TO DO → Pick up the passage below about Der Spiegel's reporting on NSA surveillance and continue it from its last sentence.

German news magazine Der Spiegel has published a couple of articles containing new revelations about the NSA's electronic spying programs. The first describes the spy agency's Tailored Access Operations unit, which specializes in gathering high-value intelligence that can't be obtained by traditional surveillance methods. The TAO's activities reportedly include hacking into servers, monitoring Windows crash reports, and tapping undersea communications cables, among other things.
According to the documents seen by Der Spiegel, the TAO even intercepts shipments of computers and other devices en route to customers. These products are reportedly loaded with malware and "hardware components" that grant intelligence officers remote access to the targeted systems. Think about that the next time one of your Newegg shipments is delayed.
Der Spiegel's second article looks into an unnamed group called the ANT, which is described as a team of "master carpenters" working for the TAO. The ANT reportedly produced a 50-page "product catalog" that includes everything from GSM "base stations" that masquerade as cellular towers to bugged USB ports "capable of sending and receiving data via radio undetected." The document even lists prices for each surveillance product; the GSM units cost $40,000, while a 50-pack of bugged USB ports is priced at a cool $1 million.

Source records →
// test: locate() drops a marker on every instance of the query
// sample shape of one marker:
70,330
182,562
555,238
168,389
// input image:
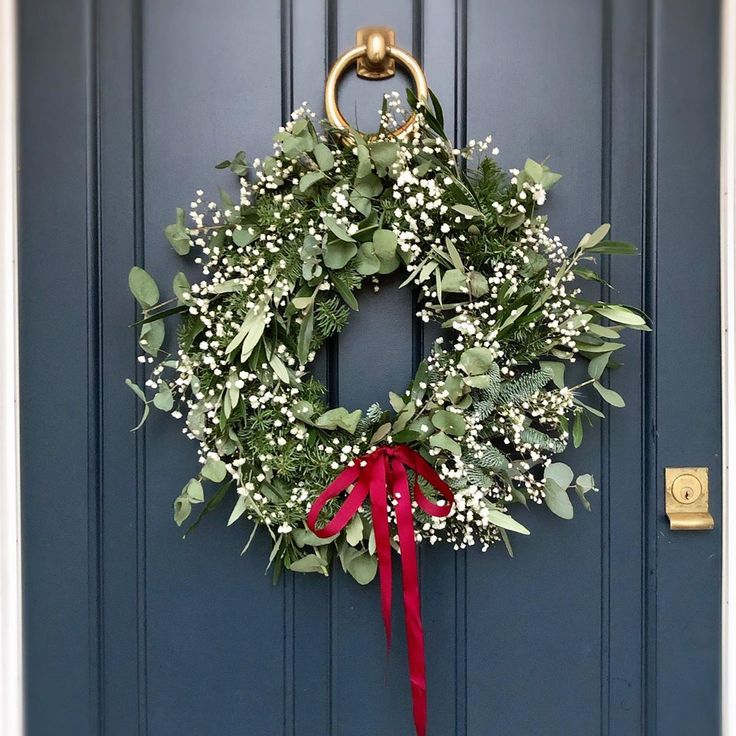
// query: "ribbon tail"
412,600
379,509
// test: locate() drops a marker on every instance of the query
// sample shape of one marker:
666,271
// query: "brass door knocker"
375,54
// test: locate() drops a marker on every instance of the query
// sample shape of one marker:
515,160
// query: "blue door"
608,624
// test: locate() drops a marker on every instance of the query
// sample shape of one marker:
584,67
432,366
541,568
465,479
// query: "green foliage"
282,267
331,315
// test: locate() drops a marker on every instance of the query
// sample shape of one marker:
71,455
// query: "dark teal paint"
605,625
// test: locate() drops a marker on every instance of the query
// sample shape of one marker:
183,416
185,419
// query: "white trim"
11,663
728,381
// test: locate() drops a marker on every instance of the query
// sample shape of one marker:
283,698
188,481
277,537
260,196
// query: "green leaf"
449,422
344,291
142,396
363,568
310,178
504,521
354,531
444,442
304,340
454,282
467,210
180,286
454,255
534,170
397,403
584,484
308,563
244,236
164,398
384,153
559,473
384,246
558,501
478,284
323,155
279,368
306,537
477,381
476,361
182,509
620,314
598,364
143,287
557,478
590,239
364,161
214,469
238,510
303,410
577,429
556,370
609,395
194,491
338,230
369,186
152,336
339,417
177,234
367,262
614,247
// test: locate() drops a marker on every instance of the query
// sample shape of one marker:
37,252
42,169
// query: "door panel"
598,625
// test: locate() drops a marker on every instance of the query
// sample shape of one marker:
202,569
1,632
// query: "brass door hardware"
686,498
376,64
376,55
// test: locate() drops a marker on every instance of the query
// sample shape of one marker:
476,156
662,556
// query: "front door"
608,624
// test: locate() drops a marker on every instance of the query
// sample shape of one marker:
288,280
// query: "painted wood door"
608,624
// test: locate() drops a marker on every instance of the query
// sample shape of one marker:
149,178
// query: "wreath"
479,427
281,268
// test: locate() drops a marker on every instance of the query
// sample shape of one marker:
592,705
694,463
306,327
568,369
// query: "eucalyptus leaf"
476,361
310,178
337,253
363,568
505,521
384,153
177,234
609,395
309,563
340,417
449,422
214,469
324,157
143,287
444,442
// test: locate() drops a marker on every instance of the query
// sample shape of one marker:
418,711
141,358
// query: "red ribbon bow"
380,474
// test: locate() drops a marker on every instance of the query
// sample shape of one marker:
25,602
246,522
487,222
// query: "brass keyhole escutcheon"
686,498
686,488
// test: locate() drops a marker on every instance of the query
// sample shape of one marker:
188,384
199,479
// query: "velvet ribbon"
382,475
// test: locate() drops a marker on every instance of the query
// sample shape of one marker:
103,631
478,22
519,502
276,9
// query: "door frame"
728,357
11,664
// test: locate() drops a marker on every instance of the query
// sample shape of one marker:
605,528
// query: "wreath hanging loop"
373,57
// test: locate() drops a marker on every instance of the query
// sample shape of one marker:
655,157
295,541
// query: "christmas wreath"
327,214
479,427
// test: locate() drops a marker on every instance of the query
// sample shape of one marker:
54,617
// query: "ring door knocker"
375,53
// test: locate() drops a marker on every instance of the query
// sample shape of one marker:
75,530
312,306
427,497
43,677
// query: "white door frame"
11,664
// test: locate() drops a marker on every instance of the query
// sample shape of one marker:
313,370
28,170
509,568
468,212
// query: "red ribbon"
380,475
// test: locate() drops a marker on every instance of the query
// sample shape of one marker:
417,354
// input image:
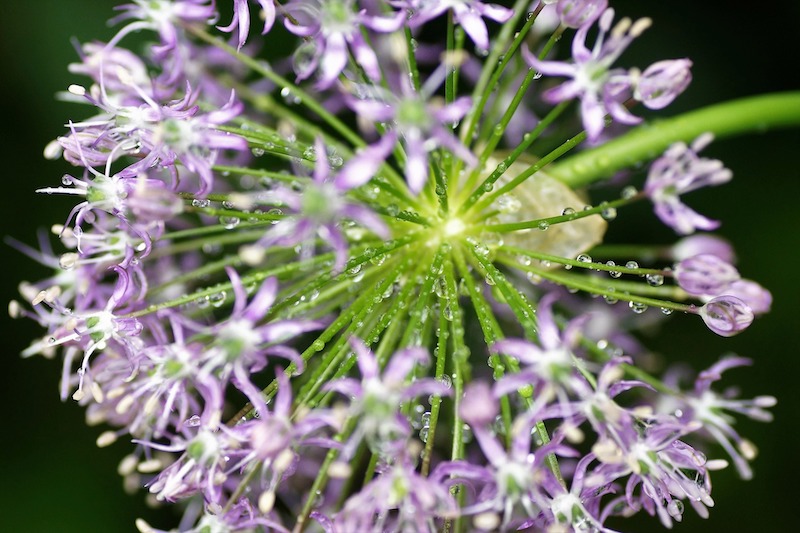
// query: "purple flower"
469,14
705,274
703,243
419,120
549,367
714,411
509,481
662,82
331,27
243,343
678,171
600,88
398,499
322,205
241,516
91,331
726,315
667,469
757,298
207,457
577,13
378,396
241,19
163,16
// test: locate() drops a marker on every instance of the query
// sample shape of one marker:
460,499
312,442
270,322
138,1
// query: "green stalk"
745,115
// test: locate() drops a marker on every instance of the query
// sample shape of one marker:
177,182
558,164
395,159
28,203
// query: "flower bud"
726,315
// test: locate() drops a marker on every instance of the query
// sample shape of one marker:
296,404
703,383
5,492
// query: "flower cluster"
328,288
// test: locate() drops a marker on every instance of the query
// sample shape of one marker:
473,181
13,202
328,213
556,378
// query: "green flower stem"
207,269
640,251
351,319
209,230
229,237
511,296
441,359
646,142
304,98
565,147
413,70
631,370
322,478
490,75
461,371
526,316
586,284
265,71
580,264
549,221
256,276
491,332
505,164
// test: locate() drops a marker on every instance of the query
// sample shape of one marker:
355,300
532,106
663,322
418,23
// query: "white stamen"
106,438
77,90
149,466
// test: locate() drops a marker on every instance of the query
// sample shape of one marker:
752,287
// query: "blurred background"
56,479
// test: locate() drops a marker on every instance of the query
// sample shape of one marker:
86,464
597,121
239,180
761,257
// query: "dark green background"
55,479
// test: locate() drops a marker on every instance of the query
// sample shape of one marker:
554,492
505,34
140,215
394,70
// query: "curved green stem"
744,115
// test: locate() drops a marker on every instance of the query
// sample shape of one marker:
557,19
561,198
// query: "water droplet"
229,222
613,273
637,307
481,249
609,213
466,433
508,204
218,299
310,154
423,434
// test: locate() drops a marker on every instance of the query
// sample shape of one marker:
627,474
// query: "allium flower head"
350,276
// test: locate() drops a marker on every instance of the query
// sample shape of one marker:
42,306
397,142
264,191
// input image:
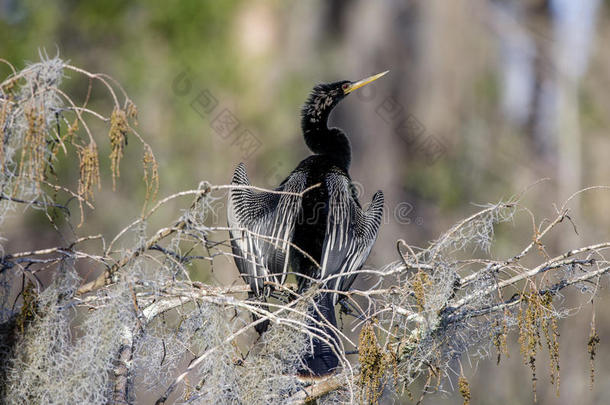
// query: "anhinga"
315,231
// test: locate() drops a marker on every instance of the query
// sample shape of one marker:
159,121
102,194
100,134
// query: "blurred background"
483,100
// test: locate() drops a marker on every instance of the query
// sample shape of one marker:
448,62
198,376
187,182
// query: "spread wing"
350,232
261,228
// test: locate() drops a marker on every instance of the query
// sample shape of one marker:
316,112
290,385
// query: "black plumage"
313,224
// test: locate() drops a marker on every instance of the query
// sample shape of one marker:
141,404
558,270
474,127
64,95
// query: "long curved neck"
321,140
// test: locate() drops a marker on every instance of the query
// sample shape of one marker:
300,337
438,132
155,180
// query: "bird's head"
324,97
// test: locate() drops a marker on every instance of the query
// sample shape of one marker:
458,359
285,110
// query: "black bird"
316,231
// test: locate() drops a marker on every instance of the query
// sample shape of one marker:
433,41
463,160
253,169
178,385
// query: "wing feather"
261,228
350,232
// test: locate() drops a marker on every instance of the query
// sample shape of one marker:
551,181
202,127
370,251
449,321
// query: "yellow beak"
363,82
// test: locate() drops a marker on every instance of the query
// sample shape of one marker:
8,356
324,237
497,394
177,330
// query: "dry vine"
141,316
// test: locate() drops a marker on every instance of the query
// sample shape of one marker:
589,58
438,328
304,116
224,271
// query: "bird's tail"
320,358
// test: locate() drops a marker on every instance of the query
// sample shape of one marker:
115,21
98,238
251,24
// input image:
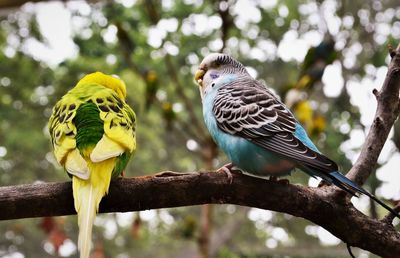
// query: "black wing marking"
247,109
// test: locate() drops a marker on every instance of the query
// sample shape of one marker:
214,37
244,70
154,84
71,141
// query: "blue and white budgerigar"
256,130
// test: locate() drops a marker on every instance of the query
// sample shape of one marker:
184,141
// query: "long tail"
351,187
87,197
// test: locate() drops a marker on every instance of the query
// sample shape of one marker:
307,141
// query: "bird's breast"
244,154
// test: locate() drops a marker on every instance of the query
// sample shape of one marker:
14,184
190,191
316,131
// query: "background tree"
155,47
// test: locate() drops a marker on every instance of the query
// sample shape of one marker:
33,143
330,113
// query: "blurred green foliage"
171,135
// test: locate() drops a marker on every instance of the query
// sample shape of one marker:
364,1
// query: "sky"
55,23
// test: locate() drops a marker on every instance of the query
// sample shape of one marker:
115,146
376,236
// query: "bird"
258,133
93,134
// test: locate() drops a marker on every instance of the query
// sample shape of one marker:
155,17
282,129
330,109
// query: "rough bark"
386,114
322,206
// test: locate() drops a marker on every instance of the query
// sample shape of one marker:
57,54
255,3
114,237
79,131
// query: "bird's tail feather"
87,197
351,187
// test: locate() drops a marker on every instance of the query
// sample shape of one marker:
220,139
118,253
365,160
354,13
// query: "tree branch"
318,205
386,113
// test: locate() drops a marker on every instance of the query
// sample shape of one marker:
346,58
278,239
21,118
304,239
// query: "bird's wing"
247,109
63,132
119,126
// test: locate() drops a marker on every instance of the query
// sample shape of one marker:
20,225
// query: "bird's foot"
323,183
228,169
172,173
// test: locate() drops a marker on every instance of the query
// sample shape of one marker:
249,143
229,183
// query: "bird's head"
108,81
214,66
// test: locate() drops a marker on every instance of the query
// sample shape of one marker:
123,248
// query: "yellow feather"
76,165
105,149
87,197
108,81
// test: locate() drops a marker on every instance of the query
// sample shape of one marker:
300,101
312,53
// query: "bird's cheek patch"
214,76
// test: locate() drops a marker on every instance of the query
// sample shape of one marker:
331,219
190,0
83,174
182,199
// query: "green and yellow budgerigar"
93,134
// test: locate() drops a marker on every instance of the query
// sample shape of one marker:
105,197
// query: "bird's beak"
198,77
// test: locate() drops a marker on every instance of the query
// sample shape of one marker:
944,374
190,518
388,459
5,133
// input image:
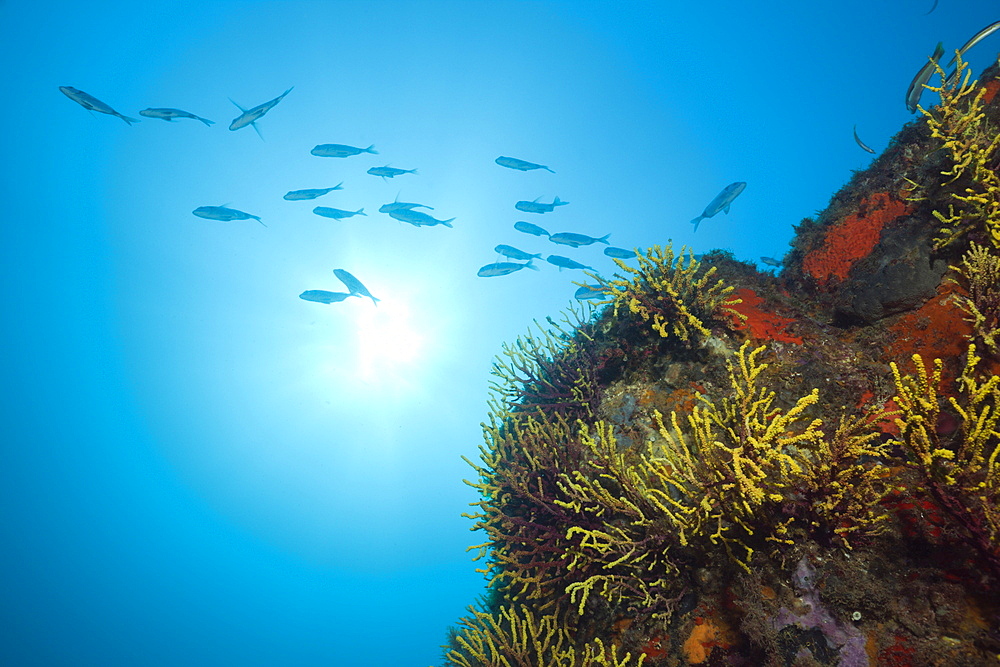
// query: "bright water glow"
200,468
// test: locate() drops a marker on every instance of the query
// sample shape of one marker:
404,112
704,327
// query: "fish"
566,263
590,292
520,165
251,116
322,296
503,269
91,103
170,114
224,214
620,253
978,37
536,207
337,213
340,150
354,285
529,228
389,172
861,143
916,88
514,253
401,206
312,193
721,202
577,240
418,218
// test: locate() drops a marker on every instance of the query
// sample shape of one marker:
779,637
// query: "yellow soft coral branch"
972,143
670,291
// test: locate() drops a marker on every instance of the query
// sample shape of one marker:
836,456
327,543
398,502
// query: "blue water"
200,468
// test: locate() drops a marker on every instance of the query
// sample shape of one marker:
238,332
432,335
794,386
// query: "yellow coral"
670,292
979,275
961,472
515,637
972,144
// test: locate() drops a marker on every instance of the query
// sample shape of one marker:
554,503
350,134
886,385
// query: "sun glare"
388,344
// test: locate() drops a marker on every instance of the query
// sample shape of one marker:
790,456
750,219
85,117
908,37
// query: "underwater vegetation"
721,466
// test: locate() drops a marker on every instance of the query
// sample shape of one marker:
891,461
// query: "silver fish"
529,228
322,296
224,214
916,88
340,150
170,114
354,285
514,253
503,269
721,202
537,207
418,218
620,253
401,206
589,292
91,103
577,240
337,213
859,142
389,172
979,36
520,165
566,263
251,116
312,193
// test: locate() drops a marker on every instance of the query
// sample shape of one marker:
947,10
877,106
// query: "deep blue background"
199,468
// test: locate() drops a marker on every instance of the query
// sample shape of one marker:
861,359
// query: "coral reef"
670,291
801,471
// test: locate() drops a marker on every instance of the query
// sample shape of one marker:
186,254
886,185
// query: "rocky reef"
720,466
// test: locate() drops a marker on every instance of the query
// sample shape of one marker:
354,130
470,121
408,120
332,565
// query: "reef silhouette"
728,467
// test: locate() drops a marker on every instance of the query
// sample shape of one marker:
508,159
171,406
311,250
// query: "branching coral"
745,470
979,274
550,370
973,145
671,292
961,473
514,637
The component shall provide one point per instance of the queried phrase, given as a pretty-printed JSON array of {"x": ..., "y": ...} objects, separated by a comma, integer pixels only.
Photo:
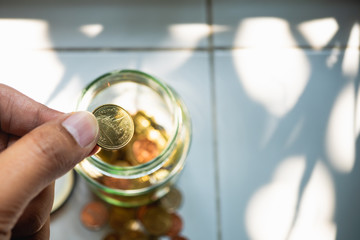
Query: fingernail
[{"x": 82, "y": 126}]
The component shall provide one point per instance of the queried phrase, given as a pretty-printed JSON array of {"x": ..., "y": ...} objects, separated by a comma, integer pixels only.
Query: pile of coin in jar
[{"x": 148, "y": 222}]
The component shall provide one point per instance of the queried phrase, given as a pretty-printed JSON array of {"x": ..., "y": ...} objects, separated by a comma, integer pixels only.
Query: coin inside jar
[
  {"x": 116, "y": 126},
  {"x": 94, "y": 215}
]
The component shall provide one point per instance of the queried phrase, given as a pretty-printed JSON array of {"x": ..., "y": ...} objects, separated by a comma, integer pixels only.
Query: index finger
[{"x": 20, "y": 114}]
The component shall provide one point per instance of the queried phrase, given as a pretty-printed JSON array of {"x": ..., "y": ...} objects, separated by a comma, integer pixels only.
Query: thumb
[{"x": 41, "y": 156}]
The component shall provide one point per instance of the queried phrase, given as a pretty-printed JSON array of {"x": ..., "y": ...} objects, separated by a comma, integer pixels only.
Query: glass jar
[{"x": 145, "y": 168}]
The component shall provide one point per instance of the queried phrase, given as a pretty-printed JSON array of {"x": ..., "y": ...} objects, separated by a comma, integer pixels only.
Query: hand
[{"x": 37, "y": 145}]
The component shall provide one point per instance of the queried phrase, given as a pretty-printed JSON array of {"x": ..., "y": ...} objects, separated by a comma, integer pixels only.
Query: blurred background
[{"x": 272, "y": 88}]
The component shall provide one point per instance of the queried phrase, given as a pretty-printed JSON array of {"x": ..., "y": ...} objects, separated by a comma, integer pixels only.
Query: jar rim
[{"x": 154, "y": 164}]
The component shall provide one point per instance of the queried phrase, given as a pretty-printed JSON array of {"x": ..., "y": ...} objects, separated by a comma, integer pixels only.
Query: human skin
[{"x": 37, "y": 145}]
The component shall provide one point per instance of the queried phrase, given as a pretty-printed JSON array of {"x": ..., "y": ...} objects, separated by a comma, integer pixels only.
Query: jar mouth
[{"x": 88, "y": 101}]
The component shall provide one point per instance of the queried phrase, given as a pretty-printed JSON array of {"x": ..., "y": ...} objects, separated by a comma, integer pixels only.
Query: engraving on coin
[{"x": 116, "y": 126}]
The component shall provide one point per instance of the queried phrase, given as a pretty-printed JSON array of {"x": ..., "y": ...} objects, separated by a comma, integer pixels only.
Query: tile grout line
[
  {"x": 200, "y": 49},
  {"x": 209, "y": 19}
]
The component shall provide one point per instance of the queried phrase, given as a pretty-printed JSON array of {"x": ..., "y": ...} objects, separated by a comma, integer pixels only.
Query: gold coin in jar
[{"x": 116, "y": 126}]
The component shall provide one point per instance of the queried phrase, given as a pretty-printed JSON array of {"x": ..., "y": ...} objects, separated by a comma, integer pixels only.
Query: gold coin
[
  {"x": 116, "y": 126},
  {"x": 171, "y": 201},
  {"x": 94, "y": 215}
]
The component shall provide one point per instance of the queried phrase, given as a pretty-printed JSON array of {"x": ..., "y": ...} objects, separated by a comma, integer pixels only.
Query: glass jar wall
[{"x": 145, "y": 168}]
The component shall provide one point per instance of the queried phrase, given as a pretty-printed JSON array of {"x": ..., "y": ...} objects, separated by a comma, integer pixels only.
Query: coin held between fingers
[{"x": 116, "y": 126}]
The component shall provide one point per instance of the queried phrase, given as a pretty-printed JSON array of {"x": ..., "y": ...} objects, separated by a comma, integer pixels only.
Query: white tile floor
[{"x": 273, "y": 95}]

TASK OUTPUT →
In addition to offering snooping hardware, the ANT division reportedly produces malicious software. It prefers planting malware in motherboard BIOSes, which allows the code to hide from virus scanners and persist after the system's hard drive is wiped. Hard drives aren't safe, either. "Another program attacks the firmware in hard drives manufactured by Western Digital, Seagate, Maxtor and Samsung," Der Spiegel says. There are exploits for networking hardware, too, though tech companies don't appear to be complicit.
The NSA stopped short of admitting to specific activities, but it issued a statement to Der Spiegel describing the TAO as "a unique national asset that is on the front lines of enabling NSA to defend the nation and its allies." The group's mission "is centered on computer network exploitation in support of foreign intelligence collection," the NSA says.